# START OF Records for the task

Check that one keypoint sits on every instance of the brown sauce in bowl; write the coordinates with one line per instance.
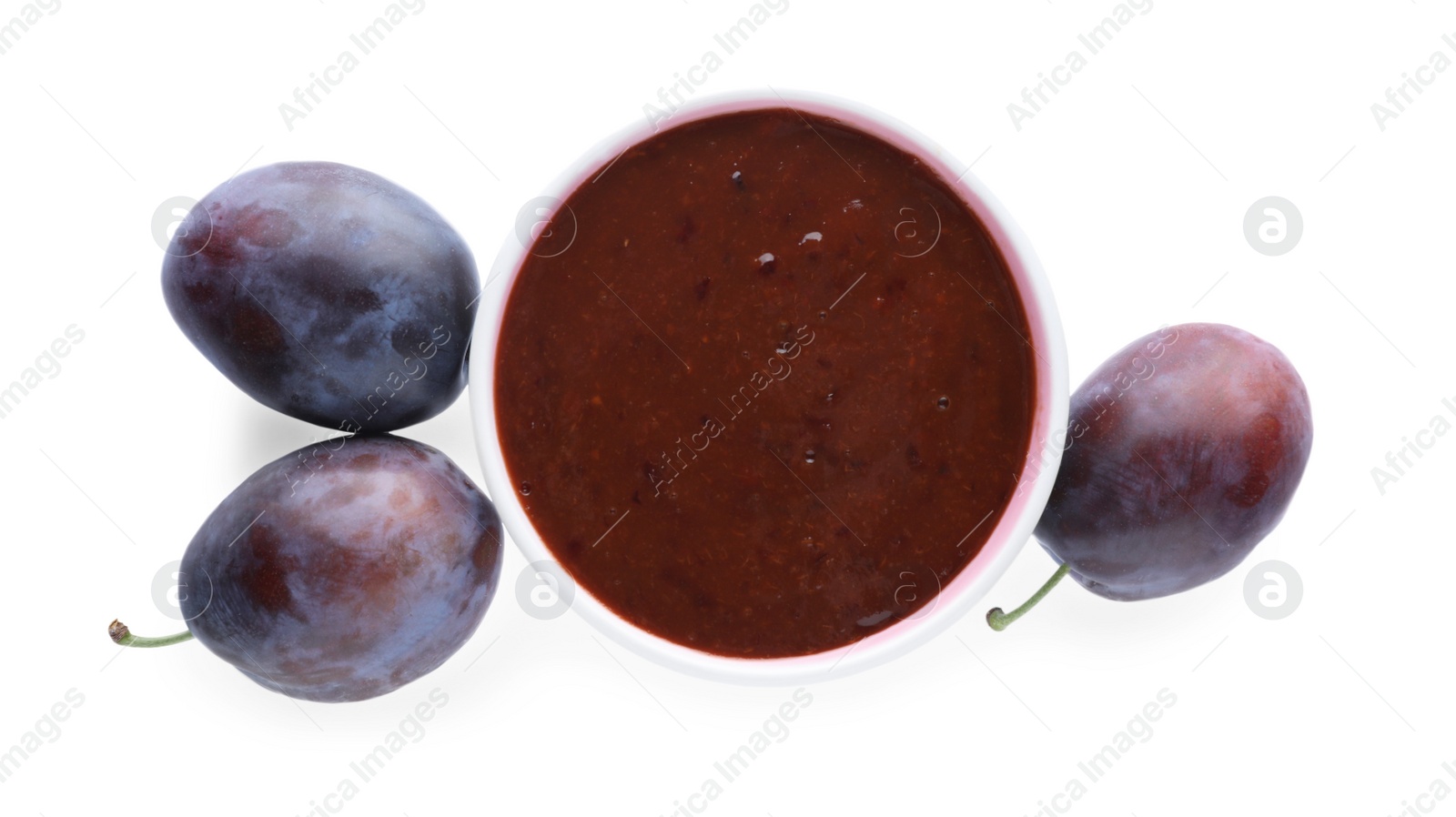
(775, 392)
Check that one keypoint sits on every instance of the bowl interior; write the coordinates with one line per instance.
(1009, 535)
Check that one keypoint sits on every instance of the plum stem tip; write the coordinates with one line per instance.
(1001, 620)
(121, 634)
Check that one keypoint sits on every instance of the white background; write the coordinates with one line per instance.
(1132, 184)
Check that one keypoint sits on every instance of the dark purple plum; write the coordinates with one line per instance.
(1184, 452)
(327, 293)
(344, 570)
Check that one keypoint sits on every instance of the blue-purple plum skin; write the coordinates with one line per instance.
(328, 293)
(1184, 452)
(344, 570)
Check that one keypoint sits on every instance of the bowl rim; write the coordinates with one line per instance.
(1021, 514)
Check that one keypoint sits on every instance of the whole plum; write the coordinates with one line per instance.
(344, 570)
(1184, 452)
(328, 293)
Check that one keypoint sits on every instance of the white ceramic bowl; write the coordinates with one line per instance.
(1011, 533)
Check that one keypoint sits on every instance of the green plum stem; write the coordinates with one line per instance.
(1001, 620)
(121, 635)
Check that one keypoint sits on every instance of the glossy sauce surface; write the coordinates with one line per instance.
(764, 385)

# END OF Records for the task

Rewrite all the lines above with "keypoint" switched to "marker" and everything else left as it is. Leave the pictures out.

Check that one marker sits on every instance of the brown sauce in bowl; write the coordinates with one line per instance.
(775, 392)
Check that one marker sits on every instance of the bowl interior; write the coordinates with one line per instance.
(1009, 535)
Check that one marker sits on every instance of the plum stem tip; write the coordinates with one line per instance.
(1001, 620)
(121, 634)
Check that one marker sits on every instance of the white background; write the coordinates with one line per instance.
(1132, 184)
Check that one marker sits on every instance of the dark purple plum; write the coordinates with one line per instance.
(1184, 452)
(327, 293)
(344, 570)
Check that one marker sits on every instance of the blue-purple plum skin; write the coordinates with one line per instance.
(328, 293)
(1184, 452)
(344, 570)
Check that one marker sits on every instance of the bowl rim; write the coordinates with one line per instance.
(1021, 514)
Check that one marker sits on every instance of the whole plum; write the coordinates with one line per instance.
(344, 570)
(1184, 452)
(328, 293)
Check that one marker sits on every instance of the white ceramic bowl; write the coordinates with one line per instance.
(1011, 533)
Check that one marker sits on every instance of the green plum stem; write the coordinates with one line per instance.
(1001, 620)
(121, 635)
Check that one marker sits on every instance of the glossy sauce surface; write the coordinates with one line per instance.
(764, 385)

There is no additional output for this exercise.